**Description of the task**:
Output every record below exactly.

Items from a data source
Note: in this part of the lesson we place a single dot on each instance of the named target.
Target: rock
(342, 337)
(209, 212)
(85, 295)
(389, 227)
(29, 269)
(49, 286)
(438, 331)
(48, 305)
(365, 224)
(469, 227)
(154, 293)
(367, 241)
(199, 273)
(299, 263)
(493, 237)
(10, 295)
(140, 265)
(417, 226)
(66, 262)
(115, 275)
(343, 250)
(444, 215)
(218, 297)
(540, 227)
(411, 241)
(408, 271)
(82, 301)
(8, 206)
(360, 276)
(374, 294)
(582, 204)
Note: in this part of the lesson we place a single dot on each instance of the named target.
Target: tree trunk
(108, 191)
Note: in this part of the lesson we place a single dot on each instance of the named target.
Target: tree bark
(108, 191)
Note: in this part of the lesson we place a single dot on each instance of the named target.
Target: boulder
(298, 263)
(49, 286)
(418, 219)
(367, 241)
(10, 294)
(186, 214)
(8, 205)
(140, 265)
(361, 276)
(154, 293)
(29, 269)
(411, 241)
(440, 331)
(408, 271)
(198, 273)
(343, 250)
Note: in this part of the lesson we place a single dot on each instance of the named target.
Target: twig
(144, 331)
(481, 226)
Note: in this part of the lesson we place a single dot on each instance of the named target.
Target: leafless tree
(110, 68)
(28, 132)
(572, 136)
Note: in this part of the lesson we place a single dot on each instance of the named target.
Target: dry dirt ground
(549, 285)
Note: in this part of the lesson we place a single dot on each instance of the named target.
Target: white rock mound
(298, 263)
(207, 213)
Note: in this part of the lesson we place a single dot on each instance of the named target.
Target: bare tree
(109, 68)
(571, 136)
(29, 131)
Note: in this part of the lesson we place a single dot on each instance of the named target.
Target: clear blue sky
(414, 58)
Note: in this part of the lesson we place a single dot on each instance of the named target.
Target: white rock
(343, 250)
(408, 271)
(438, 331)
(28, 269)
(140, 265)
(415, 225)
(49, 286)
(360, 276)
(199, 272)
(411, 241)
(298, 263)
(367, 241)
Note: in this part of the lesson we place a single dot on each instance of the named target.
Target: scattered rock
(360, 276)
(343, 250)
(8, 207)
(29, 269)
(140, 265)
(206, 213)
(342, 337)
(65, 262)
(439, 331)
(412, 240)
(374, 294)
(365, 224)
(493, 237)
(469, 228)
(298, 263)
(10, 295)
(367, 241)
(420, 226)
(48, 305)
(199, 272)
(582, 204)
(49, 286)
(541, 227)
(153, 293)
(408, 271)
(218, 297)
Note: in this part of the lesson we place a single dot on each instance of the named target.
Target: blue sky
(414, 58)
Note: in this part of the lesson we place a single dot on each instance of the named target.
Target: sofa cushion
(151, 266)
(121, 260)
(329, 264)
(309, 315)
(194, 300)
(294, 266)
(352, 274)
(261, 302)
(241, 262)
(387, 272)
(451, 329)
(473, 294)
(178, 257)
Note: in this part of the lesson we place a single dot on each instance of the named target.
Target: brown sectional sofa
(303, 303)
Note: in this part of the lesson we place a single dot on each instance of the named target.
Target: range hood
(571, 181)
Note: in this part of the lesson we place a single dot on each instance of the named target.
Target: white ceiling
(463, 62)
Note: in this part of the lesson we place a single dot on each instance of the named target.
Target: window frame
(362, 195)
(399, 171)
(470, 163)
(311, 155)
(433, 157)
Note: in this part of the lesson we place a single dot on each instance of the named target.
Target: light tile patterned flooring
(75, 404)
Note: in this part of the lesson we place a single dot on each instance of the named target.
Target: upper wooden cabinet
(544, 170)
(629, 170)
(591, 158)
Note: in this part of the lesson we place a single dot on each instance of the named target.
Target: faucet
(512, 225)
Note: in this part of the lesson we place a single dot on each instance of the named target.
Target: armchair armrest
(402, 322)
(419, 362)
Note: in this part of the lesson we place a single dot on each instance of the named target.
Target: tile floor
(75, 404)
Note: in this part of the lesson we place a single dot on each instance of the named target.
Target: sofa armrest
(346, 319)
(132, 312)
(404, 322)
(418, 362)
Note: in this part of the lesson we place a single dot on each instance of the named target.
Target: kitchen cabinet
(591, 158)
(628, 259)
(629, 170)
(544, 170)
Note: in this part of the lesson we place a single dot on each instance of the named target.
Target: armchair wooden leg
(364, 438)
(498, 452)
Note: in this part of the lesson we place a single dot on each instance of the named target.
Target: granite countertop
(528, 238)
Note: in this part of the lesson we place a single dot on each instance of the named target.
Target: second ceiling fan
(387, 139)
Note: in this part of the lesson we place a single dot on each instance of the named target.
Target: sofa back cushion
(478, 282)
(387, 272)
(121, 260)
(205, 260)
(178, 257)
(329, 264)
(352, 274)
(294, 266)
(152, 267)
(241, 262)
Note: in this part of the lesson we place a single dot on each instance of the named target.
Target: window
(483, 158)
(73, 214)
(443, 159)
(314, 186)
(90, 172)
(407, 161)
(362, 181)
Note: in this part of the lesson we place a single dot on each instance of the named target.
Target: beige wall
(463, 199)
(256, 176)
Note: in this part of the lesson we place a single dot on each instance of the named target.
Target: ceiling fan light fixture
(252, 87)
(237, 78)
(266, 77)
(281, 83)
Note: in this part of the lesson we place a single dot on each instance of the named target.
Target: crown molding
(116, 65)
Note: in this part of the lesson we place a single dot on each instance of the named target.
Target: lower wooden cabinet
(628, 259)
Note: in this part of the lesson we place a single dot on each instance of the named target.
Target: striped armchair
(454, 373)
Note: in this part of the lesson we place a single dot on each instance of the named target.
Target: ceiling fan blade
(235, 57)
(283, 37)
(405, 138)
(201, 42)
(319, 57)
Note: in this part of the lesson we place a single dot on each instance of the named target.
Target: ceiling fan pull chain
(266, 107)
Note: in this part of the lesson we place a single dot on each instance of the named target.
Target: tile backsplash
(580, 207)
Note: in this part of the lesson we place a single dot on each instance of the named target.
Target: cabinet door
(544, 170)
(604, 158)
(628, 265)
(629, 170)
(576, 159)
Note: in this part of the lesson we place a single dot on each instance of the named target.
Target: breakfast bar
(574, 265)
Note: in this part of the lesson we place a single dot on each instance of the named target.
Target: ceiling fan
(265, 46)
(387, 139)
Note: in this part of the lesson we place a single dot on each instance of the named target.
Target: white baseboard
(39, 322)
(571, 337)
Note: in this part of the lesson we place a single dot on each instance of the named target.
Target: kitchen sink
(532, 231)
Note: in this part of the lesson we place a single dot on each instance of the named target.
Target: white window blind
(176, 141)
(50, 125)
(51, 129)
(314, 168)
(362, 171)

**Exercise solution**:
Note: in this part of the lesson we place a single dot on each instance of the named target.
Target: rock
(342, 337)
(209, 212)
(85, 295)
(389, 227)
(29, 269)
(49, 286)
(438, 331)
(48, 305)
(365, 224)
(469, 227)
(154, 293)
(367, 241)
(199, 273)
(299, 263)
(493, 237)
(10, 295)
(140, 265)
(417, 226)
(66, 262)
(115, 275)
(343, 250)
(444, 215)
(218, 297)
(540, 227)
(411, 241)
(408, 271)
(82, 301)
(8, 206)
(360, 276)
(374, 294)
(582, 204)
Note: in this part of the lesson we place a single dot on each instance of the named target.
Target: tree trunk
(108, 191)
Note: in this part of the lesson we place a single dot on each instance of the named target.
Target: tree bark
(108, 191)
Note: in this part of the lesson we place a single dot on each instance of the named target.
Target: boulder
(298, 263)
(49, 286)
(418, 219)
(367, 241)
(10, 294)
(186, 214)
(8, 205)
(140, 265)
(361, 276)
(154, 293)
(29, 269)
(411, 241)
(440, 331)
(408, 271)
(198, 273)
(343, 250)
Note: in this part of the lesson we place a single dot on each instance of the named target.
Target: twig
(144, 331)
(481, 226)
Note: in this part of the lesson we place a single dot on each instance of the named target.
Target: leafless tree
(110, 68)
(28, 132)
(572, 136)
Note: in this part of the lesson we place a single dot on each instance of the named target.
Target: dry dirt ground
(549, 285)
Note: in this part of the lesson we place a single dot on each instance of the named target.
Target: white rock mound
(298, 263)
(207, 213)
Note: in this part of the lesson we place a single dot on each instance of the named target.
Target: bare tree
(109, 68)
(571, 136)
(29, 131)
Note: in this part of the lesson we place a single dot on each instance of the named target.
Target: clear blue sky
(414, 58)
Note: in this part of the lesson we place a single dot on each instance of the named target.
Target: white rock
(343, 250)
(408, 271)
(438, 331)
(28, 269)
(140, 265)
(415, 225)
(49, 286)
(360, 276)
(199, 272)
(411, 241)
(298, 263)
(367, 241)
Note: in this part of the lesson we place a single dot on each instance of the named target.
Target: scattered rock
(360, 276)
(343, 250)
(8, 207)
(29, 269)
(140, 265)
(206, 213)
(342, 337)
(65, 262)
(439, 331)
(412, 240)
(374, 294)
(365, 224)
(493, 237)
(469, 228)
(298, 263)
(10, 295)
(367, 241)
(420, 226)
(48, 305)
(199, 272)
(582, 204)
(49, 286)
(541, 227)
(153, 293)
(408, 271)
(218, 297)
Note: in this part of the lesson we place a single dot on each instance of the named target.
Target: blue sky
(414, 58)
Note: in this part of the lesson we place a single dot on each instance of the named target.
Target: sofa cushion
(151, 266)
(121, 260)
(329, 264)
(309, 315)
(194, 300)
(294, 266)
(352, 274)
(261, 302)
(241, 262)
(387, 272)
(451, 329)
(473, 294)
(178, 257)
Note: in this part of the lesson we place a single dot on each instance of the named target.
Target: brown sectional sofa
(303, 303)
Note: in this part of the lesson we place a single dot on each instance of the named target.
Target: range hood
(571, 181)
Note: in this part of the lesson we place a single dot on each instance of the named target.
Target: white ceiling
(463, 62)
Note: in this part of the lesson we place a single dot on each instance of the named target.
Target: window frame
(362, 195)
(399, 171)
(470, 163)
(311, 155)
(433, 157)
Note: in this part of the lesson we place a single dot on each instance of the named target.
Target: light tile patterned flooring
(75, 404)
Note: in this part of the lesson we place a single dot on each instance of the named target.
Target: upper wooden cabinet
(544, 170)
(629, 170)
(591, 158)
Note: in this part of the lesson we place a single dot on each instance of the named target.
Target: faucet
(512, 225)
Note: in this part of the lesson we place a single dot on each instance of the named target.
Target: armchair armrest
(402, 322)
(419, 362)
Note: in this part of the lesson we place a single dot on each instance of the named target.
Target: tile floor
(75, 404)
Note: in this part of the lesson we place a single dot on each instance of the named target.
Target: sofa armrest
(346, 319)
(132, 312)
(404, 322)
(418, 362)
Note: in this part of the lesson we place a single dot on each instance of the named target.
Target: kitchen cabinet
(591, 158)
(628, 259)
(629, 170)
(544, 170)
Note: in this part of the lesson we place a single dot on each instance of the named target.
Target: armchair wooden leg
(364, 438)
(498, 452)
Note: in this part of the lesson we place a single dot on each instance of the named target.
Target: granite countertop
(528, 238)
Note: in this part of the lesson we place a single dot on each instance of the named target.
Target: second ceiling fan
(387, 139)
Note: in this part of the lesson we place a single dot on each instance of the named target.
Target: sofa back cushion
(478, 282)
(387, 272)
(121, 260)
(205, 260)
(178, 257)
(329, 264)
(352, 274)
(294, 266)
(152, 267)
(241, 262)
Note: in this part of the lesson we place a single dot on each instance of the named target.
Target: window
(483, 158)
(73, 214)
(443, 159)
(314, 186)
(90, 172)
(407, 161)
(362, 181)
Note: in this part of the lesson we place a single dot on each instance of the named target.
Target: beige wall
(463, 199)
(256, 176)
Note: in this part of the lesson we place a single dot on each instance of the named target.
Target: ceiling fan light fixture
(252, 87)
(237, 78)
(266, 77)
(281, 83)
Note: in this part of the lesson we place a single dot on each instance of the named target.
Target: crown molding
(116, 65)
Note: in this part of the lesson we place a single dot on each instance of the named target.
Target: lower wooden cabinet
(628, 259)
Note: in this part of the lesson we place a single dot on each instance of the named target.
Target: striped armchair
(454, 373)
Note: in this part of the lesson we place a single dot on each instance of the named target.
Target: ceiling fan blade
(235, 57)
(283, 37)
(405, 138)
(201, 42)
(319, 57)
Note: in this part of the lesson we place a single dot on each instance of the named target.
Target: ceiling fan pull chain
(266, 107)
Note: in this part of the lesson we place a single dot on each instance of the named target.
Target: tile backsplash
(580, 207)
Note: in this part of the lesson we place a single dot on each instance of the named target.
Target: cabinet door
(544, 170)
(604, 158)
(628, 265)
(629, 170)
(576, 159)
Note: in this part of the lesson we place a single dot on each instance of the named target.
Target: breakfast bar
(574, 265)
Note: in this part of the lesson we place a single dot on each instance of the named target.
Target: ceiling fan
(265, 46)
(387, 139)
Note: in this part of the lesson we place a single dot on each instance of the named target.
Target: white baseboard
(39, 322)
(571, 337)
Note: in this part of the lesson we place a single dot on each instance of the named target.
Target: kitchen sink
(532, 231)
Note: in this part of the lesson we place a single dot on each instance of the named target.
Target: white window blind
(176, 141)
(50, 125)
(51, 129)
(314, 168)
(362, 171)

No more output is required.